JOB: Rewrite the material from the line with "Look at the photograph above. For each instance of the hand" to the line with "[(135, 52), (167, 117)]", replacing "dirt embankment" with "earth embankment" and keeping everything else the same.

DATASET:

********

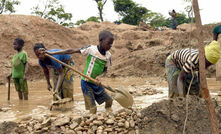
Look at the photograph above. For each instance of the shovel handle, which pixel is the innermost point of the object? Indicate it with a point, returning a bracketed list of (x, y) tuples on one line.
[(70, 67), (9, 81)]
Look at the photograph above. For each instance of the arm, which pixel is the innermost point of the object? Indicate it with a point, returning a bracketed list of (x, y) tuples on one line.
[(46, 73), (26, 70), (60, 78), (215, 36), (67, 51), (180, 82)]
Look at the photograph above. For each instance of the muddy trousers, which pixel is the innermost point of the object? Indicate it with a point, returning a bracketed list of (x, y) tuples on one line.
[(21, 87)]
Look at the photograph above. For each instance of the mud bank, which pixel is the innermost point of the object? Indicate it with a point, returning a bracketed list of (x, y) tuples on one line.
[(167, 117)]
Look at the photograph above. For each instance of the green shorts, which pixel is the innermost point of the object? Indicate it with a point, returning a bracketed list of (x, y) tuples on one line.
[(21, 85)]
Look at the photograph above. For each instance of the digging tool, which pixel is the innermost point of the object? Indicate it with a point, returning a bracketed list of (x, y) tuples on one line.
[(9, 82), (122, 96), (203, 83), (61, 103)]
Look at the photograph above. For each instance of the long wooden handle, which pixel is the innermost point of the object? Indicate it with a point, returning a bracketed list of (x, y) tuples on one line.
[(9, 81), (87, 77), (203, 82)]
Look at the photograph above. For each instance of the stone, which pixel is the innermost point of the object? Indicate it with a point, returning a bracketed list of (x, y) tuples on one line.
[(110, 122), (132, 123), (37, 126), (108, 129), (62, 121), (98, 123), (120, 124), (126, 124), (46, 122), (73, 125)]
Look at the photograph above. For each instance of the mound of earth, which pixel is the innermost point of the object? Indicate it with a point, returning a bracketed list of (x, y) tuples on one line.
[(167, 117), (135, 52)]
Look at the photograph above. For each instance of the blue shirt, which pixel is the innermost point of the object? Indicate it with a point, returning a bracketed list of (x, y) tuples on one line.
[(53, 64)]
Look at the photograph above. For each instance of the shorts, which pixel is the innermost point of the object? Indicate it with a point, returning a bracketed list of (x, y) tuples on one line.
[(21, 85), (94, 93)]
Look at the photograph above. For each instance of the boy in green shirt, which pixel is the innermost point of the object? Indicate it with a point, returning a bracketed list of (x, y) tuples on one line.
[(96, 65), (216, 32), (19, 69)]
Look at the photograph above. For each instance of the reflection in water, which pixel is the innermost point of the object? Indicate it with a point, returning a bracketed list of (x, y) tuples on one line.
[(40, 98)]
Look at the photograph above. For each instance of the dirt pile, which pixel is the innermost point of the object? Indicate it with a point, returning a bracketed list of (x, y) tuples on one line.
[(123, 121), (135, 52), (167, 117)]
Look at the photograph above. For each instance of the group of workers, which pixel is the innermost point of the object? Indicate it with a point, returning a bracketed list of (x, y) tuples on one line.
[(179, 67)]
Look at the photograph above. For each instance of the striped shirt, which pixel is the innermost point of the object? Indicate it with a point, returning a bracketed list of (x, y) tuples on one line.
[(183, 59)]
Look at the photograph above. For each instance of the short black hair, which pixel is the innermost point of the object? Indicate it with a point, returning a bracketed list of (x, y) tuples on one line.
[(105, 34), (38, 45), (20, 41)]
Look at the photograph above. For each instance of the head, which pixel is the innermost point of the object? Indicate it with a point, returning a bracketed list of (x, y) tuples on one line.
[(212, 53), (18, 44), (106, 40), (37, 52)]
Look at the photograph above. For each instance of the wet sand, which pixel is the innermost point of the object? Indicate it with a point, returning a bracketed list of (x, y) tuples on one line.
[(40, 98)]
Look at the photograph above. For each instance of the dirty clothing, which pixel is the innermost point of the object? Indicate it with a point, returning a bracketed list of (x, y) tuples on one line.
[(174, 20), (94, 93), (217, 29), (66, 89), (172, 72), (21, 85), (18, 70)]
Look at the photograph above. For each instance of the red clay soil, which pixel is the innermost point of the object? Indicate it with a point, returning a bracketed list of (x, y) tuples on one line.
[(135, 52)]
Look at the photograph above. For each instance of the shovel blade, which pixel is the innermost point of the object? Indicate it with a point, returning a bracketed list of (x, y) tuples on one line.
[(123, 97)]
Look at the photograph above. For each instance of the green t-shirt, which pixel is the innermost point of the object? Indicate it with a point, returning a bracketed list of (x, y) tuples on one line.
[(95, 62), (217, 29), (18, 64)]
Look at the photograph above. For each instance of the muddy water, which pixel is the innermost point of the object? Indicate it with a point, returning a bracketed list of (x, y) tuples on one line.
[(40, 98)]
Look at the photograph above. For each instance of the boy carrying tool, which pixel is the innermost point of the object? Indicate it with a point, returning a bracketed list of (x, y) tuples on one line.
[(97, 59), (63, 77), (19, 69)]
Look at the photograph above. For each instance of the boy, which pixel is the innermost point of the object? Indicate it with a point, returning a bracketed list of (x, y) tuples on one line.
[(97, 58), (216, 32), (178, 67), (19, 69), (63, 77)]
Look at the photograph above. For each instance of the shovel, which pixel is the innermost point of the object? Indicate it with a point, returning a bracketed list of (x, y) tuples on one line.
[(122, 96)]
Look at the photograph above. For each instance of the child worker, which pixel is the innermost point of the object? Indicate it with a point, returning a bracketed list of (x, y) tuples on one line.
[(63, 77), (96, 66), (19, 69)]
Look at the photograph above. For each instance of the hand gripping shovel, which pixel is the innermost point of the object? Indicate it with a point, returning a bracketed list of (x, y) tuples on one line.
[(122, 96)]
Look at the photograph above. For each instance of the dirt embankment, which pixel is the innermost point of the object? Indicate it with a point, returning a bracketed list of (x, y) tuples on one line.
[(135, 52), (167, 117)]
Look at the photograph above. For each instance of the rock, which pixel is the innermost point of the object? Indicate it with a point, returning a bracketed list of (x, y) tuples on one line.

********

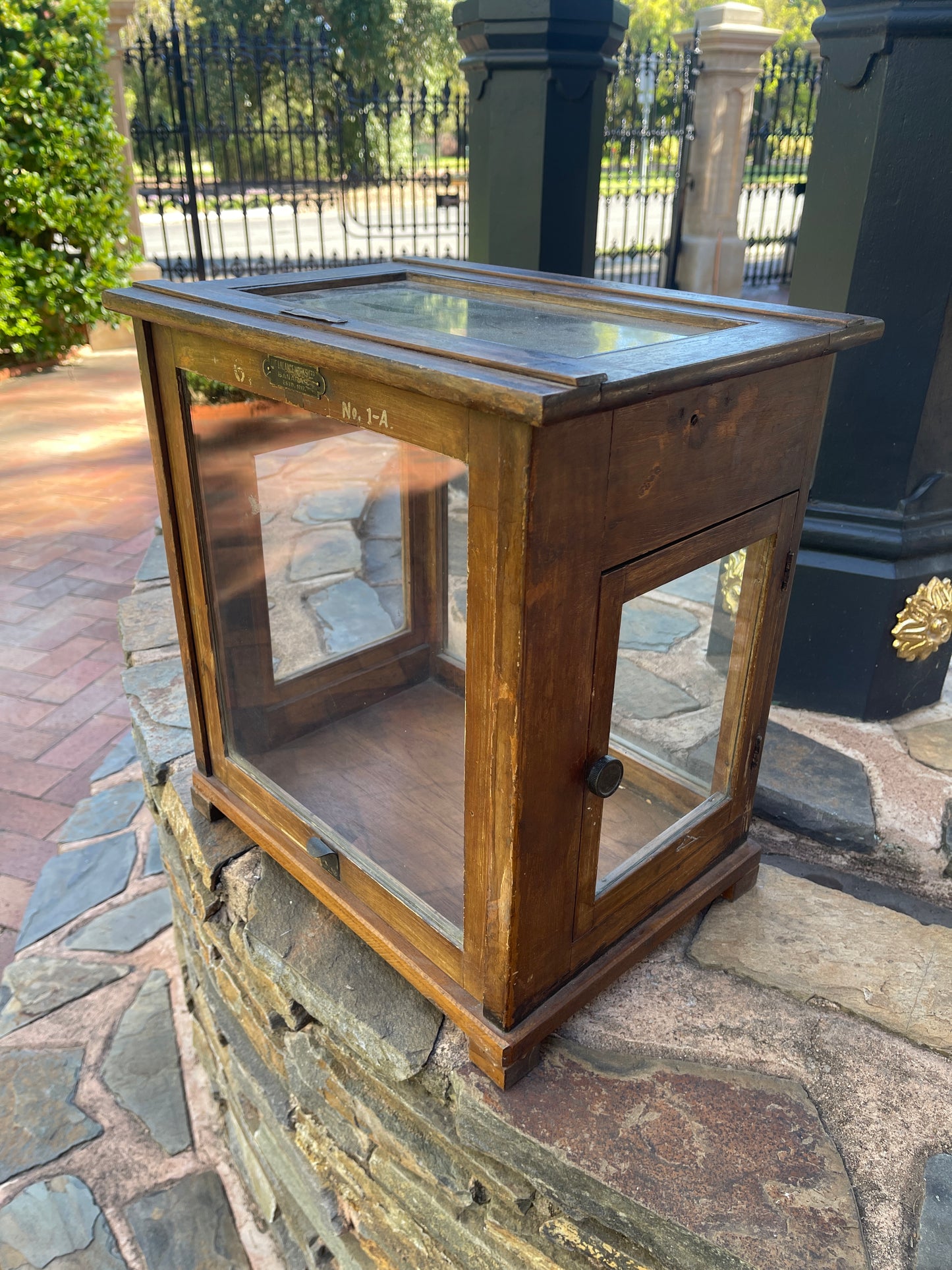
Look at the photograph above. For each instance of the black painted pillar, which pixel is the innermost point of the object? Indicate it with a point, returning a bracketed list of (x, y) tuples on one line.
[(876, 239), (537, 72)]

********

CORRECT RESULT:
Look at the photograph above. For each instance of the hand gripping shovel, which pixel is the innermost point of the object? Indicate it with a point, returning a bracketed list of (x, y) tuples on one line.
[(122, 96)]
Look at the photograph above. For each instance of the earth embankment, which pixel is the innermost point of the object? Indicate it with a point, returning a bracketed list of (x, y) tuples on one line.
[(135, 52), (167, 117)]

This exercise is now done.